Parts of the exercise:
(a) Please answer these questions about the forum thread:
(i) Which command's output does Anarcho ask for?
(ii) What UID do both user accounts have?
(iii) What does Robin say a Cron-Job could be used to do?
(b) List every directory path that appears in the forum thread.
(c) Reproduce the forum thread from "## RobinVossen" up to and including "a nice Solution.", swapping "two days" for "three days".

***** Page *****

I just thought of something that might help.

I am going to mount (with NFS) /home/john on the system that the user connects to with SSH.

So thats /home/_sxb that /home/john are the same folders then.

Cheers,

Robin

----------

## Anarcho

 *RobinVossen wrote:*   

>  *Anarcho wrote:*   Could you please give me the output of 
> 
> "ls -ld / /home /home/john /home/john/.ssh" 
> 
> I did that. And I got:
> ...

 

Is this your actual setup? Is the home folder on both machines identic? If yes, then have both users the same uid?

If not, could you post the same output as above (ls -ld...) for the remote machine? (replace john with _sxb of course).

----------

## RobinVossen

I got the exact same output. And both users account UIDs are 1001.

However I did play around this for two days now and I did found a nice Solution.

I made a authorized_keys that is linked to id_dsa.pub

Then I did use NFS to mount johns home to the _sxb home.

That does just work  :Smile:  And I can make it a Cron-Job to change the SSH Key.

The only problem is that NFS keeps failing. So I have done that dirty now. (See: http://www.linuxforums.org/forum/linux-networking/109897-openvz-network-filesystem.html)

Thanks for everything.

But I still dont get why It didnt work.. So, well if you can explain that anyhow Id love to hear that. (Since Ill learn and gain Knowledge  :Wink: )

***** Data records *****

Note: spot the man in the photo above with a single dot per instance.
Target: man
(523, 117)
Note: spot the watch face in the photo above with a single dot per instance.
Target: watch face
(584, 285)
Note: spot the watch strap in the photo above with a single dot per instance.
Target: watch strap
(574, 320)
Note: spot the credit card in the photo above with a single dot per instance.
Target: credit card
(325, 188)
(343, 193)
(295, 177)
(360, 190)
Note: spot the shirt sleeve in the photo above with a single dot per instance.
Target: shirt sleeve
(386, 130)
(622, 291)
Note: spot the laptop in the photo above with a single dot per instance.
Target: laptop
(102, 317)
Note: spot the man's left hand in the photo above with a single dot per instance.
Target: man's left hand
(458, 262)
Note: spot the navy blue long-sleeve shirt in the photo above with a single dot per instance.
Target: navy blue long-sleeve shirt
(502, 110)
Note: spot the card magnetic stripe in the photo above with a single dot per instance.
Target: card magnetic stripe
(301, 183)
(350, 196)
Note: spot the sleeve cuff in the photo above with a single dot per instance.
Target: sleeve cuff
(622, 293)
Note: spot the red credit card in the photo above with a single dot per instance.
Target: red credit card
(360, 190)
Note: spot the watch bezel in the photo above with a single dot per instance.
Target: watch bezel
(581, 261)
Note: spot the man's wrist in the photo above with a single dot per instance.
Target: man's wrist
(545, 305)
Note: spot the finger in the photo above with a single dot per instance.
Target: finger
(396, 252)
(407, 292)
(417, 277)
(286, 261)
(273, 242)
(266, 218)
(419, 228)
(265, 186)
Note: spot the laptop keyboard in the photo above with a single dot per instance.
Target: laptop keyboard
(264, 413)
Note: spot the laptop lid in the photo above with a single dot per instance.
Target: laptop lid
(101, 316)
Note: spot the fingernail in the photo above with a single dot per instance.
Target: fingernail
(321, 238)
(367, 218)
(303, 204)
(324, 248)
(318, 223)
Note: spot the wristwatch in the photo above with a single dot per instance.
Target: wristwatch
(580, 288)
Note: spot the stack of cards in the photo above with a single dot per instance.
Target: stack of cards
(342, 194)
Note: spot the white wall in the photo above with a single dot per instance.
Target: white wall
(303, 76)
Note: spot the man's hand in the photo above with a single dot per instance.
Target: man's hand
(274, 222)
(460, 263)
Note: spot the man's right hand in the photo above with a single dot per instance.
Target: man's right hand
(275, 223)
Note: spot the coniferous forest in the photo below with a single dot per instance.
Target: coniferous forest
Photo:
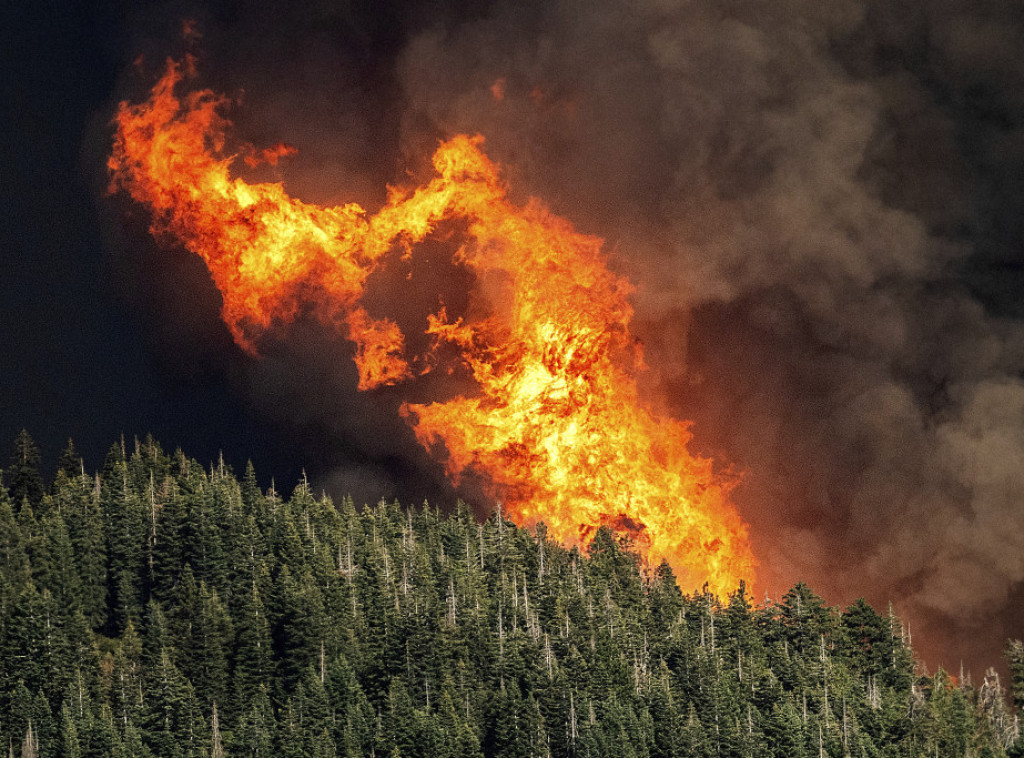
(163, 607)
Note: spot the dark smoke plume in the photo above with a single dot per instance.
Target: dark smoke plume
(821, 207)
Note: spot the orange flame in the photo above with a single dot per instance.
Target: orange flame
(557, 428)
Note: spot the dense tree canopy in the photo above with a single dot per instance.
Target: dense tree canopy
(167, 609)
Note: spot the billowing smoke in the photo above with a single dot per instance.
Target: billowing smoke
(818, 203)
(812, 197)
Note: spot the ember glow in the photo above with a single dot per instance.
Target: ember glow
(556, 428)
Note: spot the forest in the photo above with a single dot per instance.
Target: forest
(167, 608)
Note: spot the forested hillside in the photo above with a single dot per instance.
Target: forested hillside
(163, 607)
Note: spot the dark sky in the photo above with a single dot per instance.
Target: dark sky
(820, 202)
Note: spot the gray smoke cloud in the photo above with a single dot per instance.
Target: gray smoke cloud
(816, 201)
(819, 205)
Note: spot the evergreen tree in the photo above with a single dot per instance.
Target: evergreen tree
(22, 476)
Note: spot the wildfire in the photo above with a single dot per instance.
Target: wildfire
(556, 428)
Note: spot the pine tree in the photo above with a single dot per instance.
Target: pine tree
(22, 476)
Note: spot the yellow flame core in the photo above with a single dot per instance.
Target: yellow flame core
(556, 428)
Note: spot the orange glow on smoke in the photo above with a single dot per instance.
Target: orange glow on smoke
(556, 428)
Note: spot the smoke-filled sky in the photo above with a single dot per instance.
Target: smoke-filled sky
(820, 204)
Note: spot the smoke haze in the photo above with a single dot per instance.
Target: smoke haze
(819, 205)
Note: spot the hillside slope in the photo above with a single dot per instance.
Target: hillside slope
(163, 608)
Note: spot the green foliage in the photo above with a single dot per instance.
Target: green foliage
(163, 608)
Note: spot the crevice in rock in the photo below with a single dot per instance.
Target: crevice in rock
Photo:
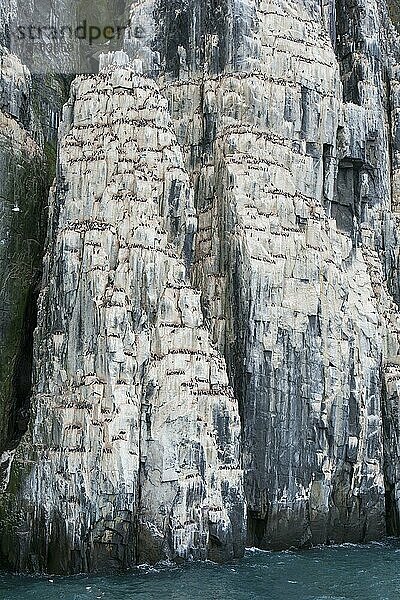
(23, 369)
(348, 44)
(390, 414)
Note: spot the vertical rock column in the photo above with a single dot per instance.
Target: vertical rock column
(133, 450)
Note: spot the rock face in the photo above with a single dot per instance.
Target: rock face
(218, 325)
(283, 111)
(135, 437)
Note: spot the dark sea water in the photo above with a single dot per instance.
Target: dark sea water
(337, 573)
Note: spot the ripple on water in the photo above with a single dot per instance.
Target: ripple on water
(336, 573)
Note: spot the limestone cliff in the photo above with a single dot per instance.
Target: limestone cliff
(218, 328)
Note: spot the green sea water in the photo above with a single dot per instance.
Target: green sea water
(346, 572)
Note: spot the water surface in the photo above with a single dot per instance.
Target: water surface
(337, 573)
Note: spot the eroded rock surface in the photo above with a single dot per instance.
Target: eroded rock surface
(221, 290)
(135, 437)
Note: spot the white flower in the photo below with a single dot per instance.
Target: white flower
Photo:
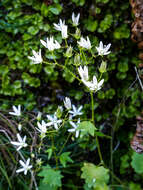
(17, 111)
(62, 27)
(76, 111)
(25, 166)
(75, 19)
(21, 142)
(103, 49)
(74, 128)
(85, 43)
(36, 58)
(53, 121)
(94, 85)
(42, 128)
(67, 103)
(83, 73)
(50, 44)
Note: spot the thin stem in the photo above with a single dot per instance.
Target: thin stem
(97, 141)
(53, 149)
(64, 143)
(66, 43)
(92, 106)
(84, 57)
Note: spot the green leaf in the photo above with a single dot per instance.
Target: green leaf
(122, 32)
(86, 127)
(64, 158)
(33, 30)
(50, 176)
(55, 9)
(44, 186)
(44, 10)
(106, 23)
(49, 151)
(137, 162)
(95, 176)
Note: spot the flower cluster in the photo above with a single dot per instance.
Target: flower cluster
(21, 143)
(52, 44)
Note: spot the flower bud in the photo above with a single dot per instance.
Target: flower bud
(69, 52)
(102, 68)
(77, 60)
(77, 34)
(19, 126)
(59, 111)
(39, 116)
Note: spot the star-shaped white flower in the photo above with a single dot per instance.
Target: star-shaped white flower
(25, 166)
(53, 121)
(67, 103)
(74, 128)
(83, 73)
(62, 27)
(85, 43)
(103, 49)
(20, 143)
(50, 44)
(76, 111)
(17, 111)
(42, 128)
(75, 19)
(36, 58)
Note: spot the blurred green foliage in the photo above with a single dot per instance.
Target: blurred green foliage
(23, 23)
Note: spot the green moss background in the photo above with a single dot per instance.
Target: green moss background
(24, 22)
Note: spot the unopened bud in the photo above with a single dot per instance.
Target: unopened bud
(77, 34)
(39, 116)
(59, 111)
(19, 127)
(69, 52)
(77, 60)
(102, 68)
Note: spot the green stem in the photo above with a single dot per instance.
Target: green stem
(97, 141)
(64, 143)
(53, 149)
(66, 43)
(92, 106)
(84, 57)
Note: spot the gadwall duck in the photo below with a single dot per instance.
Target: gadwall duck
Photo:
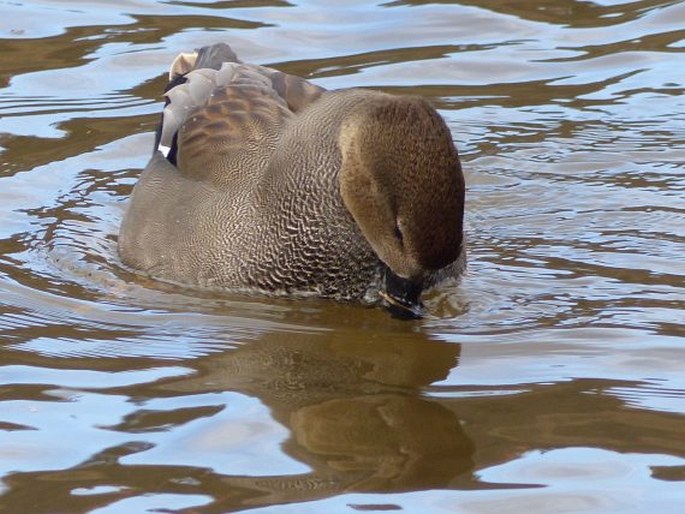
(263, 181)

*****

Solutions:
(a)
(i) "ls -ld / /home /home/john /home/john/.ssh"
(ii) 1001
(iii) Change the SSH Key.

(b)
/home/john
/home/_sxb
/
/home
/home/john/.ssh

(c)
## RobinVossen

I got the exact same output. And both users account UIDs are 1001.

However I did play around this for three days now and I did found a nice Solution.